- [TASK GOAL]:
Lay out every line of all the items below as a JSON list of strings, one string per line, leaving out blank lines and the pictures.

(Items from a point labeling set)

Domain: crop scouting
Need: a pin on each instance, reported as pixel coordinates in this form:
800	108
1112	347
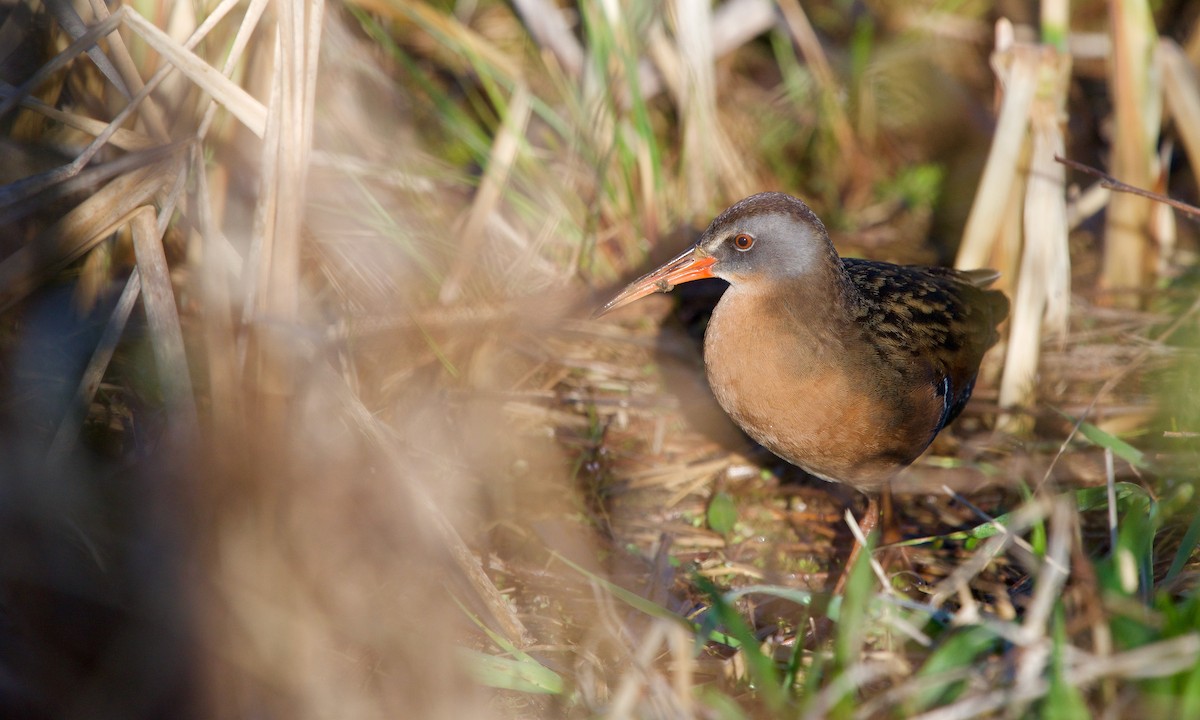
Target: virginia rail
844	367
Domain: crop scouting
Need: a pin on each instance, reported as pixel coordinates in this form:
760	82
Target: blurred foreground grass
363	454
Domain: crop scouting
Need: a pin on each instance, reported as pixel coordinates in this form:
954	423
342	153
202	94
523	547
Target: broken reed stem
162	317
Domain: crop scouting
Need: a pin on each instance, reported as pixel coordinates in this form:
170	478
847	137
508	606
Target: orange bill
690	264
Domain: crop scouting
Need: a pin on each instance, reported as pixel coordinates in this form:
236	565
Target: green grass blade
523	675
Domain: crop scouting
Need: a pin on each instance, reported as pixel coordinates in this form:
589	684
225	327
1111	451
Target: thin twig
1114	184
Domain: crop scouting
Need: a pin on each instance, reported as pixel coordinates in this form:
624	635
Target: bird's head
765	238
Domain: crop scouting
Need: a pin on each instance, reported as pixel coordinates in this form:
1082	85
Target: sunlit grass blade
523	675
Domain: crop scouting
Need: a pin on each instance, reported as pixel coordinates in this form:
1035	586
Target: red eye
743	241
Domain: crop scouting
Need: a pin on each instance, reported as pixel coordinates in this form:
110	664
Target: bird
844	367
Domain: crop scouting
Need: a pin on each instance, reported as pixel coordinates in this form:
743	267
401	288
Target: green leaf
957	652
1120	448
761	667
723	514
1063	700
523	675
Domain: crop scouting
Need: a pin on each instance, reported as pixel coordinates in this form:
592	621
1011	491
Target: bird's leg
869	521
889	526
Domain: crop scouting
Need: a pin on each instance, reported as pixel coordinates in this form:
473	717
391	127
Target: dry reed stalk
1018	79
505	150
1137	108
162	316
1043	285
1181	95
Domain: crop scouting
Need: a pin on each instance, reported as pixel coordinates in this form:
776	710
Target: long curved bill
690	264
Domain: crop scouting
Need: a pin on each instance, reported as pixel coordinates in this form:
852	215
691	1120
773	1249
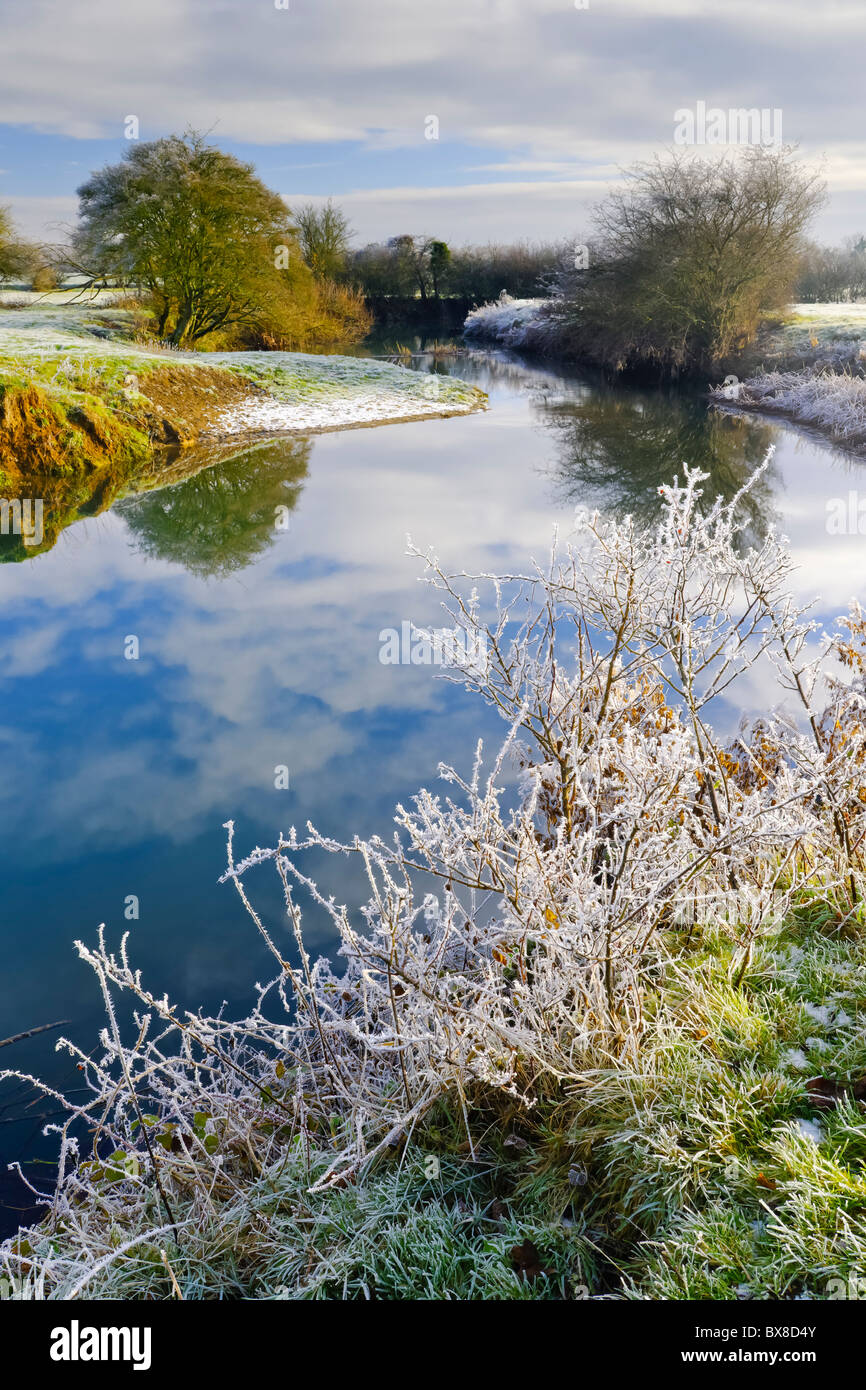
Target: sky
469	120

- [RESULT FOR THIS TASK]:
[
  "Domain: crop scouting",
  "Need: a pin on each instance, reported as pixel coordinates in this form:",
  "800\t108",
  "1112\t347",
  "Target: virginia rail",
  "844\t367",
  "Domain: crop scouting",
  "Need: a pin on each instance, reported as pixel coordinates in this form:",
  "760\t82",
  "Target: blurred foreground grass",
  "363\t454",
  "Domain: crop scouting",
  "Need: a pin on each instance, reported as pixel coordinates in this form:",
  "954\t423",
  "342\t153",
  "202\t94",
  "523\t547",
  "Target: broken reed stem",
  "162\t317",
  "Domain: crop scouting",
  "Need: a pin on each instance, reported as pixel coordinates in this form:",
  "170\t478",
  "847\t137",
  "508\t606",
  "Target: orange bill",
  "690\t264",
  "Domain: crop scouting",
  "Need: a pin on each instance, reported as pixel coordinates in this form:",
  "236\t565",
  "Target: green grass blade",
  "523\t675",
  "Domain: crop scouting",
  "Need: a pin on each instance, reported as pixel coordinates in this form:",
  "589\t684",
  "225\t327",
  "1111\t451",
  "Target: thin twig",
  "1114\t184",
  "Domain: crop scouting",
  "Need: a pin on each instance, reported as pixel coordinates in this form:",
  "624\t635",
  "Target: bird's head",
  "765\t238",
  "Domain: crop scouting",
  "Need: a pin on each instance, reported as pixel coordinates in this form:",
  "1082\t85",
  "Target: sunlit grass blade",
  "523\t675",
  "Domain: crop scouting",
  "Need: a pin on each instance, reported as pixel coordinates in this form:",
  "1035\t586",
  "Target: red eye",
  "743\t241",
  "Domain: crop scouting",
  "Need: a pin on each instance, reported as pixel coordinates in this form:",
  "110\t664",
  "Target: bird",
  "844\t367",
  "Domain: crop scouting",
  "Need: a pin on each instance, reported as pixel coordinates in this form:",
  "743\t267",
  "401\t288",
  "Target: green leaf",
  "957\t652",
  "1120\t448",
  "761\t667",
  "723\t514",
  "1063\t700",
  "523\t675",
  "Domain: crop scouting",
  "Need: a pin on each instance, reported as pixel coordinates in this form:",
  "592\t621",
  "1011\t491",
  "Target: bird's leg",
  "869\t521",
  "889\t526",
  "Domain: crop scouting",
  "Need: a pin on each instance, reported as pixel coordinates in this form:",
  "473\t717",
  "391\t127",
  "Target: dry reed stalk",
  "1018\t79",
  "505\t150",
  "1137\t108",
  "162\t316",
  "1043\t285",
  "1181\t95",
  "Domain: crop scouting",
  "Need: a pin on each instance, reported as pixel coordinates in this form:",
  "776\t710",
  "Target: long curved bill",
  "690\t264",
  "Domain: crop scouting",
  "Need: a pin on each instance, reported as pixel coordinates in this form:",
  "852\t215",
  "691\t1120",
  "773\t1249",
  "Target: sky",
  "469\t120"
]